### Work instruction
Each entry that appears below should be restated word for word.

(Beginning of Source material)

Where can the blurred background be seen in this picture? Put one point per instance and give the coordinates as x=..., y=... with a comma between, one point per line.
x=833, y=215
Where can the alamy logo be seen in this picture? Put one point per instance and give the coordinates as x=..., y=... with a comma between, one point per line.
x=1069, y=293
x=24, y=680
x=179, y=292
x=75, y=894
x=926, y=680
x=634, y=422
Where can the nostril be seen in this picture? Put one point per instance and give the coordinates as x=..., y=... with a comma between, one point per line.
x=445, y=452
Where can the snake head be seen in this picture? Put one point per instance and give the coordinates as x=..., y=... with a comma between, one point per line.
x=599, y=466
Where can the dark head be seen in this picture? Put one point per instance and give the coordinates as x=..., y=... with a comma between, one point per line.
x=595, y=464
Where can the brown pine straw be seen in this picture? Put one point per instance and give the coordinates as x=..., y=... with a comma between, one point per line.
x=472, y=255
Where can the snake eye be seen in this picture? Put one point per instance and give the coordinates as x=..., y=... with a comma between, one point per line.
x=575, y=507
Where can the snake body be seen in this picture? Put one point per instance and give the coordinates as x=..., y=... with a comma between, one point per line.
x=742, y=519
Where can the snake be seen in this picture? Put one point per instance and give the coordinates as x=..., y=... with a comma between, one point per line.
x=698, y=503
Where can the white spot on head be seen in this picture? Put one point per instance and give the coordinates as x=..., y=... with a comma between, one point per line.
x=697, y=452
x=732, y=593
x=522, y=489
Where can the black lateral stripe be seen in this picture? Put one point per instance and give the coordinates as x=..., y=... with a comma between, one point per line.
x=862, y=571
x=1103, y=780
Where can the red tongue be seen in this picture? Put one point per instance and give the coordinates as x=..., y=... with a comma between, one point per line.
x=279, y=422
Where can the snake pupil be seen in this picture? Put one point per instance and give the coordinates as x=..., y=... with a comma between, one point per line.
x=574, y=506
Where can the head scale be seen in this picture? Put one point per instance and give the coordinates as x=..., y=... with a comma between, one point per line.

(End of Source material)

### Exercise answer
Where can the blurred background be seen in this picture? Put one point per instance and give the coordinates as x=..., y=... with a comma between, one point per line.
x=833, y=215
Where can the alamy logo be seen in this picture? Put one point per instance and give the coordinates as x=..., y=... with a comma between, one point per line.
x=1069, y=293
x=24, y=680
x=179, y=292
x=75, y=894
x=926, y=680
x=634, y=422
Where can the nostril be seen in this picture? Put one point per instance and give the coordinates as x=..., y=... with a comma between, one point per line.
x=445, y=452
Where can the snake head be seen in this picture? Put one point per instance and give the coordinates as x=..., y=... with a comma between, one point per line.
x=599, y=466
Where can the dark head be seen in this picture? Put one point per instance and give the coordinates as x=..., y=... with a comma between, one point per line.
x=595, y=464
Where can the brown pine straw be seen in this picture? Put one point per instance and give the coordinates as x=..., y=... with a comma between, one point per line.
x=472, y=255
Where can the snake eye be seen in this picture? Put one point per instance and give the coordinates as x=..., y=... with a comma between, one point per line.
x=575, y=507
Where can the snake body be seen in this picture? Put one point per instance and give the coordinates as x=..., y=... with a comma between, one point per line.
x=742, y=519
Where can the snake be seen in this picture? Put one point per instance and give the coordinates as x=..., y=... with a comma between, one point per line.
x=698, y=503
Where can the white spot on head be seen in this picture? Put one point per instance and give the coordinates as x=..., y=... with a comma between, one point per line.
x=697, y=452
x=732, y=593
x=522, y=489
Where can the black lateral stripe be seen in this picture? Put one point per instance and give the coordinates as x=..., y=... with a comma between, one point per line.
x=862, y=571
x=1103, y=780
Where can the red tongue be seen in this picture? Put one point per instance and give the coordinates as x=..., y=... with a comma between, one point per line.
x=279, y=422
Where can the snake pupil be seen in this picture? Put one point per instance and give the coordinates as x=..., y=... with a comma between, one point per line.
x=574, y=506
Where can the head scale be seen in this picture? Put one point per instance and give the coordinates as x=..., y=... with a comma between, one point per line.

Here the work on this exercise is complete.